I hired from all over the world to get different viewpoints, and my prompts were usually very open. It would be something like: An historic fiction set in your country's or region's capitol city during a war.

And I would have 5 openings for stories similar to that.


Exact same issue happened to me as well. It was a Chinese iOS developer. Did an OK job, was planning to give him good reviews anyways, until he gave the condition to leave a 5-star review or no code. Got in touch with his team leader and matter was resolved quickly. Ended up leaving a negative review.

Generally, had very positive experiences with Upwork and other platforms including Freelancer.com which I no longer use anymore.


This is why escrow companies exist. They are specifically to handle the case where parties need to transact but can't risk trusting each other.


These companies (freelancer, upwork/odesk) aren’t really escrow companies: they are scalpers of financial transactions they enable and provide.


And it seems they've found they need to keep the supplier happy as there's plenty of demand, especially if you have all of the "5 star" ratings - whether legitimately earned or deceptive because of practices of bad actors including the platforms lack of integrity themselves.


Didn't you have to release the milestone in order for the developer to be paid?

Doesn't the rating part come after the contract is closed?


I don't remember how the system was designed at the time - they wouldn't have given me the code regardless until it was shown I gave a 5-star rating; it wouldn't matter what technical protocol was implemented if they don't care to follow it.


I tried Freelancer.com for hiring. After a quite search and failure to find someone to do the job, I decided to pull out. They refused and did hold around $500 of my money there. They also ended up locking the account. That was many years ago. Needless to say, I stopped using these websites for good either ways (hiring or being hired).


Disclosure: I worked for Freelancer.com seven or eight years ago back in Australia and know the founder.

This is a "new" post from an old and now deleted post [1] by the same author.

In the initial post [1] they state "I've been a member in this platform for over 5 years". In the new post they state "I have worked on this platform for over 7". The initial now deleted post [1] was posted two years ago.

Make of that what you will.

Edit: I was hoping HN would actually read the deleted post too and/or assume I didn't have a nefarious motive. It's from the same author, isn't a repost, the story has an entirely different fact pattern and the deletion of the previous story (with no reference to it when it was previously posted on HN at [2]) is at least odd at best. I merely wanted to raise the possibility that an unsourced post is potentially not the best thing with which to sharpen knives.

▶ _Actions to take_:
1. In the comment thread, how much money did Freelancer.com hold when the commenter tried to pull out of hiring?
2. Reproduce the passage of the comment thread starting with "I hired from" and going on through "a negative review.".
The entries that follow have no connection to the comment thread.

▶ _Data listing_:
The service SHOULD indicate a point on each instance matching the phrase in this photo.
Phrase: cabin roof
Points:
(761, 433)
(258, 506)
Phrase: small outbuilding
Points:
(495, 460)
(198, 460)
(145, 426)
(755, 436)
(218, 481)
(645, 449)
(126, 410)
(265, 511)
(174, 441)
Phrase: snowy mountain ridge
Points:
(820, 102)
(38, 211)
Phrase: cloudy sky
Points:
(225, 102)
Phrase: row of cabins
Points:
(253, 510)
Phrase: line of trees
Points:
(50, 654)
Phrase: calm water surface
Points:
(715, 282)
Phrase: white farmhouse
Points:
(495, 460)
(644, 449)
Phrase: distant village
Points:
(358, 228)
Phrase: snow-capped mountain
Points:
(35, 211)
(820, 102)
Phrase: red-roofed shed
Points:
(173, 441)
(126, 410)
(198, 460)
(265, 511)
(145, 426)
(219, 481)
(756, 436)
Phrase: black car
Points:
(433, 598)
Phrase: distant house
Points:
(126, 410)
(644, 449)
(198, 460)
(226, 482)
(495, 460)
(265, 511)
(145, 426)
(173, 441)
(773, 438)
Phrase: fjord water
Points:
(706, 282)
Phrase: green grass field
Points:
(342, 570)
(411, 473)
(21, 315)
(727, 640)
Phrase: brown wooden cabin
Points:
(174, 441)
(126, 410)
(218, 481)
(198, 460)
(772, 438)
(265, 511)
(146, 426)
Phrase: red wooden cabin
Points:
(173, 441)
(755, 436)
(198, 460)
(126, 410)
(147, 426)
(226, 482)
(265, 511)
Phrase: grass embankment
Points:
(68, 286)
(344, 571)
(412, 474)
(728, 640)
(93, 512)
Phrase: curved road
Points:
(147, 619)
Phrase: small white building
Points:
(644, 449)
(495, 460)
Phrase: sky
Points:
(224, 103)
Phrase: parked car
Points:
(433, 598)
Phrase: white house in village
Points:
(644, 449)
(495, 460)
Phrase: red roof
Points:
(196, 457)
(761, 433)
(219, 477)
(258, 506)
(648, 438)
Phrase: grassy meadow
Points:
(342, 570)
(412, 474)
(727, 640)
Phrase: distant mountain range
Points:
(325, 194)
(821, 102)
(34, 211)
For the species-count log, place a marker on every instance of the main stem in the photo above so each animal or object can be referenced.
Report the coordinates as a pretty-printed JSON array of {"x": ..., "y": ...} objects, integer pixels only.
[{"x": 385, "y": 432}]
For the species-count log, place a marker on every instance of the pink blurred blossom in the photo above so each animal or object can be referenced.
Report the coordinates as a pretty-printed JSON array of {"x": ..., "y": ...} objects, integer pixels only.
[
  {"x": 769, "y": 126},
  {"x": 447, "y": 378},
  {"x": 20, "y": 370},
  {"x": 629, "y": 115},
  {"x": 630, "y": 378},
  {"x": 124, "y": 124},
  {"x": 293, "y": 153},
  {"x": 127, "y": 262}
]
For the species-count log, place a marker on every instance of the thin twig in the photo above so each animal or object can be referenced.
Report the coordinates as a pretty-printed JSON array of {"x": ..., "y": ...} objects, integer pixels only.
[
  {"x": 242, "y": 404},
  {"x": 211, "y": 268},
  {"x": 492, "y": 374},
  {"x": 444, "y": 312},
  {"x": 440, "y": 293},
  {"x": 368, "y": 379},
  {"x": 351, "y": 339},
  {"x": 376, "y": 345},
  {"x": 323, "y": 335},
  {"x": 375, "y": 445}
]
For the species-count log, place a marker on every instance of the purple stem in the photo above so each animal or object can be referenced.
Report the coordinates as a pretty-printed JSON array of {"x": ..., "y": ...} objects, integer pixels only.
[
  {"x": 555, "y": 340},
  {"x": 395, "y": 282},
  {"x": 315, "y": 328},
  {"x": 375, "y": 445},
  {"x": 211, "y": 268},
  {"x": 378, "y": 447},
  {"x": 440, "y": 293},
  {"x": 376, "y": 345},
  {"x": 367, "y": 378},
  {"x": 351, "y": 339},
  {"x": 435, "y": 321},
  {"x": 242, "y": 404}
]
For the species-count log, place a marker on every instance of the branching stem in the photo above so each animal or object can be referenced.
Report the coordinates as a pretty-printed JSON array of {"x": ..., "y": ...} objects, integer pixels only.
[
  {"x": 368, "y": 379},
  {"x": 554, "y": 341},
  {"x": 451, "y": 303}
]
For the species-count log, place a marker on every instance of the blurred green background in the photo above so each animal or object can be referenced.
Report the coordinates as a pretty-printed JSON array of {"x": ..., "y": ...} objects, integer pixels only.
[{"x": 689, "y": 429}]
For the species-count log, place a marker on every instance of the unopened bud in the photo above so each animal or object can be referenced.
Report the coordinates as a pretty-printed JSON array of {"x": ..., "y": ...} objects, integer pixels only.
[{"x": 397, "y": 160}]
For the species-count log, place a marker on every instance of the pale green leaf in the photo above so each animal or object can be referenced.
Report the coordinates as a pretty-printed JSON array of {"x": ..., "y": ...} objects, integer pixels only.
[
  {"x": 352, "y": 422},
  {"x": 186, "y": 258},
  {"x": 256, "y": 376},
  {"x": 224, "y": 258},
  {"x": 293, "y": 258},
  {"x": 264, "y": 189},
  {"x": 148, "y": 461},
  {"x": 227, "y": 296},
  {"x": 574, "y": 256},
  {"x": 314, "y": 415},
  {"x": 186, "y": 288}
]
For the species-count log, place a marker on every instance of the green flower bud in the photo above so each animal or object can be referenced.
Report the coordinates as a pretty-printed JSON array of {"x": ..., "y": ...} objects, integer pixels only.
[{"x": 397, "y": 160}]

▶ _Written answers_:
1. Around $500.

2.
I hired from all over the world to get different viewpoints, and my prompts were usually very open. It would be something like: An historic fiction set in your country's or region's capitol city during a war.

And I would have 5 openings for stories similar to that.


Exact same issue happened to me as well. It was a Chinese iOS developer. Did an OK job, was planning to give him good reviews anyways, until he gave the condition to leave a 5-star review or no code. Got in touch with his team leader and matter was resolved quickly. Ended up leaving a negative review.